* **Yapılacak İşler**
A. Futboldaki küfür konulu yazıyı "Emre ile Zokora saha" kısmından "önüne olay taşınmıştı." kısmına kadar yeniden yazın, "kıyasıya" yerine "sert" koyun.
B. Futboldaki küfür konulu yazıda, en üstteki yazar adı dışında adı geçen kişileri sıralayın.
C. Futboldaki küfür konulu yazıyı kaldığı son cümleden sonra devam ettirin.

* **Metin**
════════════════════
Uzay Gökerman

Uzay Gökerman

uzaygokerman@yahoo.com

Tüm Yazıları

Geçen sezonun son bölümünde oynanan Süper Final grubunun Fenerbahçe-Tebzonspor eşleşmesinde Emre ile Zokora’nın arasında geçenler gündeme oturmuştu.

Emre ile Zokora saha içinde girdikleri kıyasıya mücadele sonrasında kontrolsüzce birbirlerine ağır ithamlarda bulunmuşlar, küfür etmişler ancak burada Emre’nin söylediği ırkçı vurgu ön planda kalmıştı. İki futbolcu sahadan çıkarken birbirlerinden özür dilemişler, anlaşmışlar; her ne olmuşsa Zokora soyunma odasına girdikten sonra yaşanmış bir anda televizyon ekranlarının önüne olay taşınmıştı.

Haberin Devamı

Rövanş karşılaşmasının devre arasında soyunma odası koridorlarında olanlarsa akıl alır gibi değildi. O güne ait fotoğraflar arşivlerde durmaktadır.

İki hafta önce Fenerbahçe-Kasımpaşa maçı sonrasında da bu sefer Sn. Şota Arveladze kameraların önüne geçip, maçı anlatmak yerine sahada küfür eden futbolculardan söz etmiş, hayatı boyunca hiç böyle bir şey yaşamadığını, çok şaşırdığını ifade etmiştir.

Bu konuyla ilgili yazdığım yazıya çok ilginç tepkiler aldım. Hele twitter üzerinden gelen yorumların arasında kendisini takip ettiğim bir kişinin yazdıkları çok anlamlıydı.

Okuyanlar bilirler ne yazılarımda ne twitter üzerinde veya başka platformlarda hakaret, küfür veya buna yakın bir söylemde tek bir cümle kurmadım, yazamam da. Çünkü yazarın buna hakkı olmadığına inanıyorum. Yazma eylemi bilinçle yapılır. Zamanınız vardır. Aklınıza her geleni hemen söyleyemezsiniz.
════════════════════
* **Verilen Liste**
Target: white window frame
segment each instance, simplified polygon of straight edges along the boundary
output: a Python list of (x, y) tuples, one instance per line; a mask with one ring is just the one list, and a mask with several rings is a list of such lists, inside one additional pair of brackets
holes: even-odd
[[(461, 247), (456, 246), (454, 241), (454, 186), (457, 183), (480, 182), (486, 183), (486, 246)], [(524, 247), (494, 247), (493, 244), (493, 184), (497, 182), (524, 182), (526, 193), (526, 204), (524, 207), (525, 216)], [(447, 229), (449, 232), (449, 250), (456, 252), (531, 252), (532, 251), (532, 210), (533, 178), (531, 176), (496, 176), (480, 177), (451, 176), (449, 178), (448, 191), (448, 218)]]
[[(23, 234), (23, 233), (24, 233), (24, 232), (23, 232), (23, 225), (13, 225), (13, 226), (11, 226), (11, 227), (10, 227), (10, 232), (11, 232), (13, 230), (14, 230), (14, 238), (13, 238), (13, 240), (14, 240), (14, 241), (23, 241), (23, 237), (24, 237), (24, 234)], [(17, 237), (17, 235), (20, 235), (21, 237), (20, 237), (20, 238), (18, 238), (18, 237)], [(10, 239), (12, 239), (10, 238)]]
════════════════════
* **Görev Sonuçları**
A.
Emre ile Zokora saha içinde girdikleri sert mücadele sonrasında kontrolsüzce birbirlerine ağır ithamlarda bulunmuşlar, küfür etmişler ancak burada Emre’nin söylediği ırkçı vurgu ön planda kalmıştı. İki futbolcu sahadan çıkarken birbirlerinden özür dilemişler, anlaşmışlar; her ne olmuşsa Zokora soyunma odasına girdikten sonra yaşanmış bir anda televizyon ekranlarının önüne olay taşınmıştı.

B.
Emre
Zokora
Şota Arveladze

C.
Ancak özellikle futbol oynarken ya da izlerken bunun böyle olmadığını da çok iyi biliyorum. Çünkü oynamak da izlemek de aslında bedensel bir faaliyettir ve zaman zaman kontrol kaçar. Burada ahlak bekçliğine soyunmak stratejik bir oyundur.

Yazımla ilgili olarak bana eleştiride bulunan kişinin bir çok hakaret, küfür içeren twitter mesajını okudum. Küfür eden bir kişi bir başkasının ettiği küfürle ilgili olarak ayıplamada bulunamaz. Bu hakkını kaybeder.

Saha içinde olanların, yatak odası tabir edeceğimiz soyunma odalarındaki her türlü eylemin oralarda kalması gerektiğine inanan bir kişiyim.

Haberin Devamı

Çeşitli yasal prosedürler vardır, kişiler bunları çiğner ve yetkililerce tespit edilirse bunun karşılığı olan ceza verilir.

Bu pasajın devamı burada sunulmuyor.